→ **The problem**
Write the entries out again. Each one must match exactly.
─── Records for the task
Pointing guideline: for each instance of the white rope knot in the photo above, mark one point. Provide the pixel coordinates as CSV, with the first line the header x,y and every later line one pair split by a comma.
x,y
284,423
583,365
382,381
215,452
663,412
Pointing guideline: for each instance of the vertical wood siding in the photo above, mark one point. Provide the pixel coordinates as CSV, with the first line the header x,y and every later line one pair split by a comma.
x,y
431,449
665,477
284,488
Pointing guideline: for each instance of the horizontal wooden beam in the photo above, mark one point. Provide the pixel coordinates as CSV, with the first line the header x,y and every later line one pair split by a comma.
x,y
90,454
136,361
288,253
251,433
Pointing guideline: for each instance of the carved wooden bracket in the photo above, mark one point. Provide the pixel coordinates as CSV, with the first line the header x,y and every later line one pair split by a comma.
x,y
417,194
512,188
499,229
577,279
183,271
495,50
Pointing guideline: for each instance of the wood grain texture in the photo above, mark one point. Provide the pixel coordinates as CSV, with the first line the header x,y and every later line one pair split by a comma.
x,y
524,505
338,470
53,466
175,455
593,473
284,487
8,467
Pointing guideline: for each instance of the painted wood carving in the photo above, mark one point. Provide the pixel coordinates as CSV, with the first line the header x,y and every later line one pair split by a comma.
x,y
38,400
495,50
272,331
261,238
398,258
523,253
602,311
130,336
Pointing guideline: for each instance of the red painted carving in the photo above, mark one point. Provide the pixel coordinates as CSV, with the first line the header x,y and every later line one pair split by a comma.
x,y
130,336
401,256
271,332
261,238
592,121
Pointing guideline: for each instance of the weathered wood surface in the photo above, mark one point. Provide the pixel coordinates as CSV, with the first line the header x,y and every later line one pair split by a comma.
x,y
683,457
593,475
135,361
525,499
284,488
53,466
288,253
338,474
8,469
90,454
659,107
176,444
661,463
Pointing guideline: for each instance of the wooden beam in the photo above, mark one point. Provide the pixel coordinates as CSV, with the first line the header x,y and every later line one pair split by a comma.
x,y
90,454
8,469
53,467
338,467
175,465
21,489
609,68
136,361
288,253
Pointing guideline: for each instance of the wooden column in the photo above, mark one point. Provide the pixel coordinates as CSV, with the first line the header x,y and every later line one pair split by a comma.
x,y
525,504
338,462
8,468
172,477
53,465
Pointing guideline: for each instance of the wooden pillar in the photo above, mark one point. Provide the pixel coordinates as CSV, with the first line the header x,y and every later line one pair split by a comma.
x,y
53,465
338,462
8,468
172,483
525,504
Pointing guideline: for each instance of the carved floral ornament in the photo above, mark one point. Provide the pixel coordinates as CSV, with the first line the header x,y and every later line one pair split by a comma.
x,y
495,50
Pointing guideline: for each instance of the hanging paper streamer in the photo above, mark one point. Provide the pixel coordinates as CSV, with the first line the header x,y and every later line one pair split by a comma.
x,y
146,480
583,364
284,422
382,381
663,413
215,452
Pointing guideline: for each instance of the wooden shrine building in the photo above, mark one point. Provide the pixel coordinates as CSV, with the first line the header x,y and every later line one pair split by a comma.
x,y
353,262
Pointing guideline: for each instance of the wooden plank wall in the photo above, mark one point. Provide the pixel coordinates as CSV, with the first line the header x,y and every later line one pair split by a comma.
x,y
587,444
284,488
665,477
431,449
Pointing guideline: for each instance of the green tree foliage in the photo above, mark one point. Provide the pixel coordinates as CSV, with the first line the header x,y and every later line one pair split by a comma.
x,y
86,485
──────
→ **Final answer**
Pointing guideline: for each instance of the white rope knot in the photo above, mark one point. Provide the pixel coordinates as CSV, with the first line the header x,y and every later line one pair split by a comma.
x,y
284,423
583,365
382,381
215,452
663,412
Pointing guideline: for each instance of the vertical wood siding in the photo above, mark one point. Provide the pixel coordinates as CSV, with the first line the header x,y and every later line one pair split by a comma.
x,y
431,449
665,477
284,488
Pointing guideline: for each instance of the horizontal wooden beam in the photo above, mark one point. Provide the pixel coordinates as CSV, with the first line the header x,y and every later line one pair split by a comma.
x,y
90,454
136,361
288,253
251,433
Pointing guideline: for each instance of the carved wooden bracket in the photo above, mark one point. Provide the pixel coordinates as CSV, with the first line the header x,y and every later line one pair split by a comma.
x,y
417,194
512,188
499,229
577,279
183,271
495,50
Pointing guideline: for each instance of the wood grain texture in the photo above, mark one point. Provide the pixel coordinates as CSV, with the first line the header x,y and every later line one pair split by a comma.
x,y
524,505
338,470
53,466
175,455
593,473
284,487
8,467
Pointing guideline: for each instance of the painted wood carving in the photo above, mark one point. Provide the pixel coordinates as CSV, with the first line the header x,y and every later line one pair split by a comma.
x,y
38,400
495,50
272,331
261,238
398,258
523,253
602,311
130,336
Pointing guideline: for each instance of the red painted carving in the photo above, mark one point. Provide the pixel coordinates as CSV, with the first line the header x,y and every later line one pair split by a comma.
x,y
130,336
401,256
271,332
261,238
592,121
Pointing guideline: for each instance of the weathered wood surface in the photo above, mark one point. Provide the pixel coordinates as CSV, with the first line the header x,y and every later line one pair split by a comma.
x,y
683,457
593,475
135,361
525,499
284,488
53,466
288,253
338,474
8,469
90,454
659,107
176,444
661,463
Pointing guideline: for each instance of the wooden beam in the photo above, mark one point. Provide the pixel coordinates as CSV, with the first line the header x,y and every later line one pair split by a comma.
x,y
90,454
8,469
53,467
338,467
175,465
21,489
609,68
136,361
288,253
Pointing guideline: for each instance of the wooden column in the photo above, mark one point. Provide the pixel coordinates as CSV, with the first line the header x,y and every later line one pair split by a comma.
x,y
525,504
338,462
8,468
172,477
53,465
Pointing guideline: for each instance of the wooden pillar in the photo above, mark one point. Provide the pixel coordinates as CSV, with the first line the header x,y and every later line one pair split by a comma.
x,y
53,465
338,462
8,468
172,483
525,504
Pointing guideline: for each instance of the carved floral ornament in the photo above, mark one point. Provide the pixel coordinates as CSV, with the first line the header x,y and every later line one pair split by a comma.
x,y
495,50
Pointing guideline: for each instance of the hanging paper streamer in the photo above, mark one point. Provide the pixel coordinates as CSV, with the first line the header x,y and every later line one pair split by a comma.
x,y
146,480
583,364
284,422
382,381
663,413
215,452
Pointing guideline: for each instance of the wooden shrine building in the photo above, mark one point. Provide the pixel coordinates as CSV, with the first line the header x,y and every later line one pair split by a comma.
x,y
353,262
Pointing guideline: for each instance of the wooden plank wall in the photo above, mark one point. Provide the pixel coordinates as CSV, with the first line the header x,y and every later line one pair split by a comma.
x,y
587,444
284,488
665,477
431,449
Pointing guideline: for each instance of the green tree foliage in the photo above, mark one point. Provide the pixel coordinates as CSV, with the first line the header x,y and every later line one pair split by a comma.
x,y
86,485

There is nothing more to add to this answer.